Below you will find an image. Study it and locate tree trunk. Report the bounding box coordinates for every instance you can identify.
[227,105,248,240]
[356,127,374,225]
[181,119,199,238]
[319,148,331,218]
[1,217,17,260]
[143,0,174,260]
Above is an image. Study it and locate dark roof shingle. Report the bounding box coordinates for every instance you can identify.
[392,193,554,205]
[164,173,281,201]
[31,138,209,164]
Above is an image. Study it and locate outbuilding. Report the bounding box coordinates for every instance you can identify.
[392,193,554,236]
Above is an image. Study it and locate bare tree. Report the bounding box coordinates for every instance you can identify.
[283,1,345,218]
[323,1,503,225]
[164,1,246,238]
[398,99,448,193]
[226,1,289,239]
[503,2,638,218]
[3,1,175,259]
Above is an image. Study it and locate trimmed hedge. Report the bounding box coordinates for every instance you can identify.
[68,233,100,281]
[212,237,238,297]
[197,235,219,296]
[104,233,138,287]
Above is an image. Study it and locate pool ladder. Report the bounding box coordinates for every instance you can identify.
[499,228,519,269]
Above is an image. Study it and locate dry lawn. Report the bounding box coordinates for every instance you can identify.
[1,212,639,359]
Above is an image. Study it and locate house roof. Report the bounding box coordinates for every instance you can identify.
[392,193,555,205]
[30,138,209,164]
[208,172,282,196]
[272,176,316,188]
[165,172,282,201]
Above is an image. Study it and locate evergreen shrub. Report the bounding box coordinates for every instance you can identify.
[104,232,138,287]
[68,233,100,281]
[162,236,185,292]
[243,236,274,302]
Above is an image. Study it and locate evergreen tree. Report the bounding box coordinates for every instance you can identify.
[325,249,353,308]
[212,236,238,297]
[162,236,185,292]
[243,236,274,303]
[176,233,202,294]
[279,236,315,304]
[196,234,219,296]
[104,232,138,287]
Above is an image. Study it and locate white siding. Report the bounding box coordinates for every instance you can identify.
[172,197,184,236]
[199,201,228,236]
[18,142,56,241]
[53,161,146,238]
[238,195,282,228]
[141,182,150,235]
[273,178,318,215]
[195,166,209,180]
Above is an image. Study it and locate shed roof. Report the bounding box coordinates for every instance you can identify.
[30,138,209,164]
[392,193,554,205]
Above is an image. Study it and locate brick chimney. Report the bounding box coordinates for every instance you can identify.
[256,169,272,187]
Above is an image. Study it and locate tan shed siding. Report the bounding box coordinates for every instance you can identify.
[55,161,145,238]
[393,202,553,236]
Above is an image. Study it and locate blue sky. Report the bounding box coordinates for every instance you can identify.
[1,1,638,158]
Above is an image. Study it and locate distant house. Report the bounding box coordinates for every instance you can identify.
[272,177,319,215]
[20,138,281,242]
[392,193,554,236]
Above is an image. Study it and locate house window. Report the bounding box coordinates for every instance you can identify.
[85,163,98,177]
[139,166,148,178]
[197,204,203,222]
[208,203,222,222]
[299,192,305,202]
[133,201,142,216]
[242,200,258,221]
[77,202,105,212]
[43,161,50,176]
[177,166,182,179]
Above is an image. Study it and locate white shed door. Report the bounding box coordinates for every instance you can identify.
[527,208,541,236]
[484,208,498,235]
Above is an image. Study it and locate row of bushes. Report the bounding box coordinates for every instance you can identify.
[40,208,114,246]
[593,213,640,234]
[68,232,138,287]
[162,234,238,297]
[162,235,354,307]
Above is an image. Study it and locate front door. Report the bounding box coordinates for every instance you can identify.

• • •

__Problem to solve__
Write out exactly the lines from the line holding "Above is an image. Study it and locate white shed" through the last line of the data, and nothing besides those lines.

__Output of the exercise__
Above is an image. Study it and locate white shed door. Report the bounding box coordinates for every instance you can identify.
[527,208,541,236]
[484,208,498,235]
Above is an image. Study it and locate row of bushes. Report the bounding box coordinates for every instance you can identify.
[40,208,114,246]
[593,213,640,234]
[68,232,138,287]
[162,234,238,297]
[162,235,354,307]
Above is an image. Study it and locate front door. Report the bounding box coordinates for every instance you can identify.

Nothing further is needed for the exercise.